### SHORT EXERCISE
Locate every line in the data below that contains the word "white", and copy each of those lines.

### RECORDS TO PROCESS
⟨

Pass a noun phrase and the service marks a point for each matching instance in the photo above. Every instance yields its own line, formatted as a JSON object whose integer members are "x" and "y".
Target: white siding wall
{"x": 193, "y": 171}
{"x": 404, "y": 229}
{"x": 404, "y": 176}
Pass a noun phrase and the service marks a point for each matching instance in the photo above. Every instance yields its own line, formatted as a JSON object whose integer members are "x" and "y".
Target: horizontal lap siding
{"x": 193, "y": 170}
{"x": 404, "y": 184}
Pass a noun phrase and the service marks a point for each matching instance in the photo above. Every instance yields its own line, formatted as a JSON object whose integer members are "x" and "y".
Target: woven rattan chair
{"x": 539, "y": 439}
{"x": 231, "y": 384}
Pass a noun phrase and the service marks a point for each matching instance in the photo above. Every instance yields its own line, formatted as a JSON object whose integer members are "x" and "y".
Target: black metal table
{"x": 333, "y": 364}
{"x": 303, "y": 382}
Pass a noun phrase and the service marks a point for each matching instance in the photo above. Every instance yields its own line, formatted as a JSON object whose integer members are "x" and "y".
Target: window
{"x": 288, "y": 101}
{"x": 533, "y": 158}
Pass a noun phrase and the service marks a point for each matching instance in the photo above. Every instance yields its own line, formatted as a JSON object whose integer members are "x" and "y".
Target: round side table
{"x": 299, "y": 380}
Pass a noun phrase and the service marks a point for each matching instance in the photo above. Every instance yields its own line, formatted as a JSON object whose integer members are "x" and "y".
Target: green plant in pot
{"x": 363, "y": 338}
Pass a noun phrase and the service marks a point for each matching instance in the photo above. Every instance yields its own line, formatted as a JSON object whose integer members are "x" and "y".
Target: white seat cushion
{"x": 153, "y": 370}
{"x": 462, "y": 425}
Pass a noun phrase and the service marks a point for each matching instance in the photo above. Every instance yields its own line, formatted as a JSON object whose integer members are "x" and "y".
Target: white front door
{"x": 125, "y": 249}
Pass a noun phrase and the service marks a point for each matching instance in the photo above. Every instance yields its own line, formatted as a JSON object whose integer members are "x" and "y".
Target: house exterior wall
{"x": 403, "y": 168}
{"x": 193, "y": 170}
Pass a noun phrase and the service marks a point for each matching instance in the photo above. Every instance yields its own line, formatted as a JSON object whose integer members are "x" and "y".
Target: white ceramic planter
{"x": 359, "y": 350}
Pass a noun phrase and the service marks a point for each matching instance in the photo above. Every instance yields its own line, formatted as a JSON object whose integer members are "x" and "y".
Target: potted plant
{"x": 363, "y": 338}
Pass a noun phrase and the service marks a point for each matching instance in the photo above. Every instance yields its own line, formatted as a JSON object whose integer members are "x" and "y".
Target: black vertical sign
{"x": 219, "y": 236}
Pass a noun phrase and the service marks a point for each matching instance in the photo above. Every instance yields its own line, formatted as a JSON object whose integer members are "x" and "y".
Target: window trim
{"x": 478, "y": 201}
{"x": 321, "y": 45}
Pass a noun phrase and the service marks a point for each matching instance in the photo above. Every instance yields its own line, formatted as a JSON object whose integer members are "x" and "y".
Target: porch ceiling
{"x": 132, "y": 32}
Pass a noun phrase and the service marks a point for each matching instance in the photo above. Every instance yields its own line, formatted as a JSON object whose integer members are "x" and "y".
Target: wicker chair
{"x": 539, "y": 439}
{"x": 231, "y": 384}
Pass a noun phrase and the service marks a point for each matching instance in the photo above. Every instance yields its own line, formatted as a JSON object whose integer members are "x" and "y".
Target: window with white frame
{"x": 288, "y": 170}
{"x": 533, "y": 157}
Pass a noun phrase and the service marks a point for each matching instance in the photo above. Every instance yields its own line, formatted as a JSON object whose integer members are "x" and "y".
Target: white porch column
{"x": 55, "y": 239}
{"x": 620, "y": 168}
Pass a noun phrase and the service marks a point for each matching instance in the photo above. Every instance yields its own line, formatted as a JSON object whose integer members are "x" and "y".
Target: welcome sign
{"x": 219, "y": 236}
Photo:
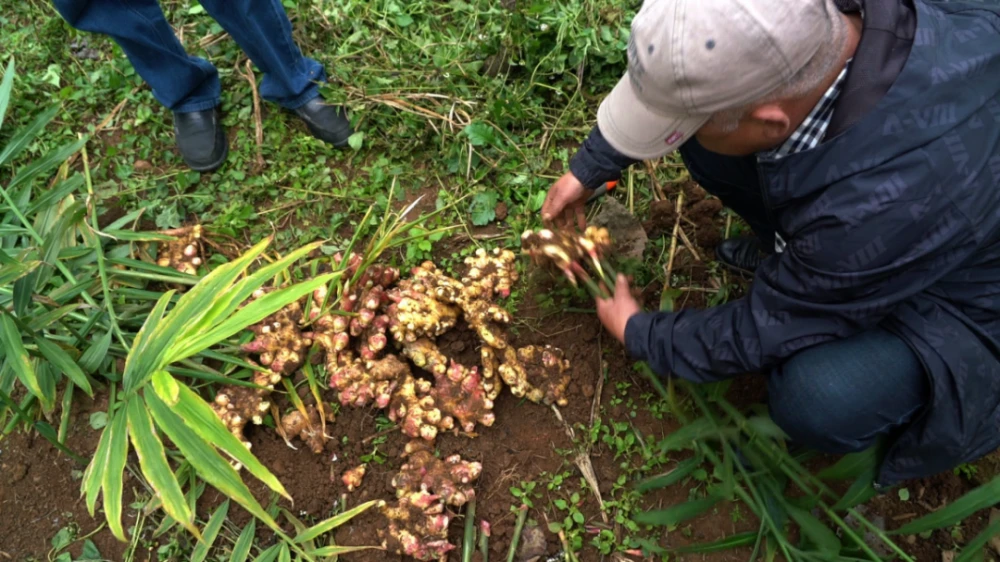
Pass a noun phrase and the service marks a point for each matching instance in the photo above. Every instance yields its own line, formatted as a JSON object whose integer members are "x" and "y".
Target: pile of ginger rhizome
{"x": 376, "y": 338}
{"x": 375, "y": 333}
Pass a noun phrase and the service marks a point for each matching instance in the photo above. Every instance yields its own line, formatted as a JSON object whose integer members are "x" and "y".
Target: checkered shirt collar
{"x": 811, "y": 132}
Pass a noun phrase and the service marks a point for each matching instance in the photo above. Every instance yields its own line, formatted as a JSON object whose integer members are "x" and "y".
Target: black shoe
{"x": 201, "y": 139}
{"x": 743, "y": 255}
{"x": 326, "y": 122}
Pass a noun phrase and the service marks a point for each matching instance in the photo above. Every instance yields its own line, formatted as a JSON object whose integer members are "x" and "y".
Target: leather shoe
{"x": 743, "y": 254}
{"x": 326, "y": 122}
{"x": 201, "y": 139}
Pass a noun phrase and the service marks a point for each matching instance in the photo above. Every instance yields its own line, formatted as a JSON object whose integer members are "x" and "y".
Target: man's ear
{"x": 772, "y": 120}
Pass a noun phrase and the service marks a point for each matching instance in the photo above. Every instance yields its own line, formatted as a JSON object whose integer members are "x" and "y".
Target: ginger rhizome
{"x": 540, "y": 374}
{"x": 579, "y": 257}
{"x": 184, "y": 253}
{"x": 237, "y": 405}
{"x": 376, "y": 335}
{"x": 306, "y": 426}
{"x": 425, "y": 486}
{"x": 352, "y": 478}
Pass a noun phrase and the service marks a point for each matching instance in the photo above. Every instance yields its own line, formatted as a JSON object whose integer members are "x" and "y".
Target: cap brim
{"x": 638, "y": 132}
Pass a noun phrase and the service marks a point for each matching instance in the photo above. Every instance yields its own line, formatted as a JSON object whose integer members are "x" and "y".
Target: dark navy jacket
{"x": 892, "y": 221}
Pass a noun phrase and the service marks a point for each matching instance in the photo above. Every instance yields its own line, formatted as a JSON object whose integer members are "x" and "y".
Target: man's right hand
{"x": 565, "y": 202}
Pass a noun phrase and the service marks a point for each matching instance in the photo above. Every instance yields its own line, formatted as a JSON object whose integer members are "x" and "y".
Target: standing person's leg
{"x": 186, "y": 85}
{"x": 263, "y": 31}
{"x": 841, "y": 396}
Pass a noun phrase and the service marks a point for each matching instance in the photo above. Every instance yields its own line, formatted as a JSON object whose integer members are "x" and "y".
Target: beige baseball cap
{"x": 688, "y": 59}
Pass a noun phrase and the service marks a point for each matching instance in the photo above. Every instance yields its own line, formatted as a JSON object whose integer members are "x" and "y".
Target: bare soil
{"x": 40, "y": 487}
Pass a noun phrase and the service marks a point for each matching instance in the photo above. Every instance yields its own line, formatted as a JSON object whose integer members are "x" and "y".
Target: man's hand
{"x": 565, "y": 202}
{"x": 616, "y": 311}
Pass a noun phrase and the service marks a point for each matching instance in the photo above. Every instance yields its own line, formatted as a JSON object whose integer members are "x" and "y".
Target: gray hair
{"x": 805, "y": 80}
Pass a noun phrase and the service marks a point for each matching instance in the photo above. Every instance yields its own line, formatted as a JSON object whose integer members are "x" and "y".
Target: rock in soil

⟩

### RESULT FOR THIS EXERCISE
Target: white siding wall
Target: white seat cushion
Target: white front door
Target: white ceramic planter
Target: window with white frame
Target: white porch column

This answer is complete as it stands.